• SOURCE DATA
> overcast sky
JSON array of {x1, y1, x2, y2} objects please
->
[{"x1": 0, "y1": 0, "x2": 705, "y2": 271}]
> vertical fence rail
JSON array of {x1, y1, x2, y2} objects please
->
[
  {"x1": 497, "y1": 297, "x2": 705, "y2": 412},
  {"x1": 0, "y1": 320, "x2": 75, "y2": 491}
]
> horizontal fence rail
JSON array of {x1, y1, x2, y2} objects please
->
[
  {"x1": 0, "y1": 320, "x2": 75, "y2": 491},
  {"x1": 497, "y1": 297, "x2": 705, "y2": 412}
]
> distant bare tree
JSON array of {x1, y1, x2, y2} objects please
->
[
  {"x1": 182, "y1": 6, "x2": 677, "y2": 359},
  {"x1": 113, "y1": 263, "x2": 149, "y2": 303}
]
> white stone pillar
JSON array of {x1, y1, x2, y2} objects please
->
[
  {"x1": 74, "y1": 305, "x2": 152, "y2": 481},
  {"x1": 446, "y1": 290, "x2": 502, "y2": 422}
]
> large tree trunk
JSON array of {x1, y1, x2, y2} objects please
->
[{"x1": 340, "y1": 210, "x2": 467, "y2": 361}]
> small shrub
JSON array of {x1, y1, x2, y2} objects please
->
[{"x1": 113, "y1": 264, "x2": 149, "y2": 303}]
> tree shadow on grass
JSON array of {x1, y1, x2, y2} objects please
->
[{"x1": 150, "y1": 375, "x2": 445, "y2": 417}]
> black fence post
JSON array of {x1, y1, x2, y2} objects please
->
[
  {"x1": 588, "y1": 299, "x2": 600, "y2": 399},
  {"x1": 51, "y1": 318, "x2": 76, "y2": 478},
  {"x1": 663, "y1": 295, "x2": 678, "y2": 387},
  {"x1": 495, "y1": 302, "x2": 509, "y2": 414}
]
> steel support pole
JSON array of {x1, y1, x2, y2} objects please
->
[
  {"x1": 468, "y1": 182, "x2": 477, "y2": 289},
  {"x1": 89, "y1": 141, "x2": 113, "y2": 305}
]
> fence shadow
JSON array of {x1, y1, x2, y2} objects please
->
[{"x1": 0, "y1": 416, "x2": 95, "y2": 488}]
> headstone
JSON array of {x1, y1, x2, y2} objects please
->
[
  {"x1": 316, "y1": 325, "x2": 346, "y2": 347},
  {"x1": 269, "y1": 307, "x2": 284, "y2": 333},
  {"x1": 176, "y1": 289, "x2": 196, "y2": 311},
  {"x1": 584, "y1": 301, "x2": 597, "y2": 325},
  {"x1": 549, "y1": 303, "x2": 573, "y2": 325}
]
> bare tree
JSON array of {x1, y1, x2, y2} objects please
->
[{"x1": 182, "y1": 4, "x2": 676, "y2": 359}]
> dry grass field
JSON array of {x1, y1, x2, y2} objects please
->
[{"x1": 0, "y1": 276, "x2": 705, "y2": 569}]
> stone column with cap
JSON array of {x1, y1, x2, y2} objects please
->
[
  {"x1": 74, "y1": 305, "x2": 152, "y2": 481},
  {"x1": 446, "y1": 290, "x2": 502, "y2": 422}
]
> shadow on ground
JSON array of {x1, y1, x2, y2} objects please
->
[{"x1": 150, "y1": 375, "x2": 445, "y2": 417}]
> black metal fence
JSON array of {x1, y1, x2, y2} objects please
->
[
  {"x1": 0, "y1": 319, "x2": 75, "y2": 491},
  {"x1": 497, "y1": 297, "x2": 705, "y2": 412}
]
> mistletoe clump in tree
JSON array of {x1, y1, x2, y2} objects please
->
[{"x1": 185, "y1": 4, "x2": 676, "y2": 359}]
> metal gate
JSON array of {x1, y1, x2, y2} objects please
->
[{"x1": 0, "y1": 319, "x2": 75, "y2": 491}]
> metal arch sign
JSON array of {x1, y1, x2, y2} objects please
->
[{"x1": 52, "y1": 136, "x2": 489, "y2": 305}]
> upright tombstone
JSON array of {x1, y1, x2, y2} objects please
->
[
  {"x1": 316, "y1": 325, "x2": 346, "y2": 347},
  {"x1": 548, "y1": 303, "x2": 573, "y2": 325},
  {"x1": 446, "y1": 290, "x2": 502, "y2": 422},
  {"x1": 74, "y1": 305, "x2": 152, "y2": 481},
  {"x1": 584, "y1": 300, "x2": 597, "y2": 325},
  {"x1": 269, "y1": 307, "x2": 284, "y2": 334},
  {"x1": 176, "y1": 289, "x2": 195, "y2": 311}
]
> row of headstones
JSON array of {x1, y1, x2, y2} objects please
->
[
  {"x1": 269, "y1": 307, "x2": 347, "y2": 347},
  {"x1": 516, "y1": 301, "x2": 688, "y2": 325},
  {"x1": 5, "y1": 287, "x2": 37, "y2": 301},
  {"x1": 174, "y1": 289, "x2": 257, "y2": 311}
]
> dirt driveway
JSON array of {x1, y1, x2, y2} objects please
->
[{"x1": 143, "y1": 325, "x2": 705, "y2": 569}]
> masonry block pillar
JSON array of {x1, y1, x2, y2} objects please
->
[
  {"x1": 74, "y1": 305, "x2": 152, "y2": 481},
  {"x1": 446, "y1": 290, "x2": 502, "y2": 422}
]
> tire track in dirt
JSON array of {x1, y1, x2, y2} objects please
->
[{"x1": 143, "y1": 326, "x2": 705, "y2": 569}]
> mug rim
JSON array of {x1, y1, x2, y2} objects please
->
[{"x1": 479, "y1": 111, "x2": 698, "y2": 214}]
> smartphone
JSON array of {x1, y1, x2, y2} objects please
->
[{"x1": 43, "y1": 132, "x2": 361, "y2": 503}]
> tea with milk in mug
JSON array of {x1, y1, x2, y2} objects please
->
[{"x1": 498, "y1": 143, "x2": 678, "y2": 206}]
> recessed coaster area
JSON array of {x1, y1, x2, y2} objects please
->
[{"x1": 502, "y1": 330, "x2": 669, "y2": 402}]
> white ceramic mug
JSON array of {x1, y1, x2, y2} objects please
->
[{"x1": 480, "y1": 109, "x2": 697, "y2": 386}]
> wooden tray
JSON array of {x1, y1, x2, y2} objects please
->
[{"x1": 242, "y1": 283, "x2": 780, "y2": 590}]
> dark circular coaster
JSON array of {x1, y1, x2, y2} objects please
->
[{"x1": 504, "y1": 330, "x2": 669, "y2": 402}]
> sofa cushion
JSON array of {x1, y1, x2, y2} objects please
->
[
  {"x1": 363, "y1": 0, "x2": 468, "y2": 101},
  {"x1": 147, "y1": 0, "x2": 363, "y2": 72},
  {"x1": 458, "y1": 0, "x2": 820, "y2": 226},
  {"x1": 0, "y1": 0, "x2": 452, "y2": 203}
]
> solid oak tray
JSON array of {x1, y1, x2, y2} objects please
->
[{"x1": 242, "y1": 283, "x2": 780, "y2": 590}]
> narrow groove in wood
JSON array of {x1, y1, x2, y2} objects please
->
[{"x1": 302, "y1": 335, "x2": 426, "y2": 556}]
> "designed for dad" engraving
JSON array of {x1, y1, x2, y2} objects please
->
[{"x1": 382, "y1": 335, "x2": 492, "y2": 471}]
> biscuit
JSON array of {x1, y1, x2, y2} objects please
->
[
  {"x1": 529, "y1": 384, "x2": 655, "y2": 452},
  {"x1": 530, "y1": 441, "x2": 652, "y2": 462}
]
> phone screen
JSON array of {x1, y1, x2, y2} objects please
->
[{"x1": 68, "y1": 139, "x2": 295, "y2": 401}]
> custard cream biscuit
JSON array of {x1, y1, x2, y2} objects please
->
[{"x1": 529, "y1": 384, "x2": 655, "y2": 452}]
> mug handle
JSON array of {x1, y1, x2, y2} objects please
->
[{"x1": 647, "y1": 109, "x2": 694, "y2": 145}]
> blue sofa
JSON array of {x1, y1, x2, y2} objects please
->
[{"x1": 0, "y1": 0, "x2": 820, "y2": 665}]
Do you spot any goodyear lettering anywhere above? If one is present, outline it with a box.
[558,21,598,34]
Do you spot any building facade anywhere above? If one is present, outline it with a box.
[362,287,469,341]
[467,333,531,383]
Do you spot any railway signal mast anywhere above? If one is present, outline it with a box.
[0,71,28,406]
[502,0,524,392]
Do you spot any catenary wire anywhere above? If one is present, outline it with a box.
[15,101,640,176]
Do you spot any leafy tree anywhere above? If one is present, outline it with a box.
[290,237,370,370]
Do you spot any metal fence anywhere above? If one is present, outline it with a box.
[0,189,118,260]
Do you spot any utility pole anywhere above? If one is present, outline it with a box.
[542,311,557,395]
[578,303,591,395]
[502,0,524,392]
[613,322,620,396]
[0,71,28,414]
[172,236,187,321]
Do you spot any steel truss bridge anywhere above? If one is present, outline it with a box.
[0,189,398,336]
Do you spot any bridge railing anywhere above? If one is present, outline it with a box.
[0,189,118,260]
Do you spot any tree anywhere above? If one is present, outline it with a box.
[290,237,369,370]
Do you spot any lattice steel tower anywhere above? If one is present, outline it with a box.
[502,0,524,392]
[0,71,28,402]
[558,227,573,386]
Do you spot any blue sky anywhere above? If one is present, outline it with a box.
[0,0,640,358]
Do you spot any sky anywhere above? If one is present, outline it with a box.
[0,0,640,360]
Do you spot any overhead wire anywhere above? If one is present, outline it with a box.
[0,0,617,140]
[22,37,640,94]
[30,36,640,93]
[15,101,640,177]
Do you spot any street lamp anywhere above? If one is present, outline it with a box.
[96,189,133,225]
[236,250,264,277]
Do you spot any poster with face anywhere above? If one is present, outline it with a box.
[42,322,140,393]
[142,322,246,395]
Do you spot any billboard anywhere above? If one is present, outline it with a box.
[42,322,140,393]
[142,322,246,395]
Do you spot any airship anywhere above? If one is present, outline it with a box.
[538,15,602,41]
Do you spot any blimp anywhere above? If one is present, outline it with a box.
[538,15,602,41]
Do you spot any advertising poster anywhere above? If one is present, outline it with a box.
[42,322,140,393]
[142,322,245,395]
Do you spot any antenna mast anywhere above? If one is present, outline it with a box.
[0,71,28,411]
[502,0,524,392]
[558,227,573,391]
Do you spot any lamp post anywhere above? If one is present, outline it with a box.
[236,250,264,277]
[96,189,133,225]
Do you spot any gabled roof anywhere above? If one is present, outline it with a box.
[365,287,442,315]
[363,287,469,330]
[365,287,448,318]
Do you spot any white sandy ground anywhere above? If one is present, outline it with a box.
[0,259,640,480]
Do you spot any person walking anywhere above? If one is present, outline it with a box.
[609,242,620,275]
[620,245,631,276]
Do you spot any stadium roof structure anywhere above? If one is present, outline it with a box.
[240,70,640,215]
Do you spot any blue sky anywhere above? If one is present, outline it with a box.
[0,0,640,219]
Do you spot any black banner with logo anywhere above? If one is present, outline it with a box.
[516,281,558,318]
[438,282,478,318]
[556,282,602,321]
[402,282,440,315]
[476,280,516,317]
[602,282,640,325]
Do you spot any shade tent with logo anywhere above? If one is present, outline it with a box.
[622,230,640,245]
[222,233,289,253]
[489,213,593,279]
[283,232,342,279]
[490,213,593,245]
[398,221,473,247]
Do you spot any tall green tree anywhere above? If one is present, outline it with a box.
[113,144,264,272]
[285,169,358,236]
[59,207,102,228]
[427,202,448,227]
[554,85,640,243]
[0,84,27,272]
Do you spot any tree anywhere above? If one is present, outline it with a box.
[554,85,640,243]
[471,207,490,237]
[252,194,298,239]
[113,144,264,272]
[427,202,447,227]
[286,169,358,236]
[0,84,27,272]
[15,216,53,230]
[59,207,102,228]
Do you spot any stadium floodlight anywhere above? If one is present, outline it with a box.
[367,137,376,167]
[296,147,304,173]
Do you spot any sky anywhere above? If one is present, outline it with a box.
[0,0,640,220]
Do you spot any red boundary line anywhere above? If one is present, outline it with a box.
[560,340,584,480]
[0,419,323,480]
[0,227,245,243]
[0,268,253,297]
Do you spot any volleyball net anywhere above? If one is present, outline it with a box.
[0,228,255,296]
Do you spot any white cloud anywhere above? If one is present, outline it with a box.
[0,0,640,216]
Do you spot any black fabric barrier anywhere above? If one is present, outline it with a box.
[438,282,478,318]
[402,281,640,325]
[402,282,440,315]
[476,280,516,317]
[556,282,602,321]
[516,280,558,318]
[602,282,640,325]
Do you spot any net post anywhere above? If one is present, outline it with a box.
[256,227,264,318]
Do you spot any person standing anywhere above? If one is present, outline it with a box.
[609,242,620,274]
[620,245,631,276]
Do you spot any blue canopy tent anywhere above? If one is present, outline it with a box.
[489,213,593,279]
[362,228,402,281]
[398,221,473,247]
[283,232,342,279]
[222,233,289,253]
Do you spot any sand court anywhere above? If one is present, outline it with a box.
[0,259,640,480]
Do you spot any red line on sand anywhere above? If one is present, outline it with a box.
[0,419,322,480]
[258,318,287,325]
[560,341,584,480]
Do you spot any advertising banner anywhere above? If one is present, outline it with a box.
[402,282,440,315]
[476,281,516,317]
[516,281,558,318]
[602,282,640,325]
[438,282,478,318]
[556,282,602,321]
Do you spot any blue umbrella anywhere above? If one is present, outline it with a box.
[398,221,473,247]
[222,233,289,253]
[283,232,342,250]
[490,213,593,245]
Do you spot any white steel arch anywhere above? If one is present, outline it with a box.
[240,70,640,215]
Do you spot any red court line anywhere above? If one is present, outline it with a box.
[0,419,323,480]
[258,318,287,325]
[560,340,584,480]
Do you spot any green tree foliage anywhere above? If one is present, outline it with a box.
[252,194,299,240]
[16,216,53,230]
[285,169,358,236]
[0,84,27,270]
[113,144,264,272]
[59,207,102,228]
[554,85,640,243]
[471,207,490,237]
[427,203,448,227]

• DIRECTIVE
Show each line of the entries above that contains the string "bridge", copied in full.

• TASK ANSWER
Do you spot any steel truss bridge anywhere above? If one is present, outline it with a box.
Do you spot any bridge railing anywhere above? If one is present, outline it with a box.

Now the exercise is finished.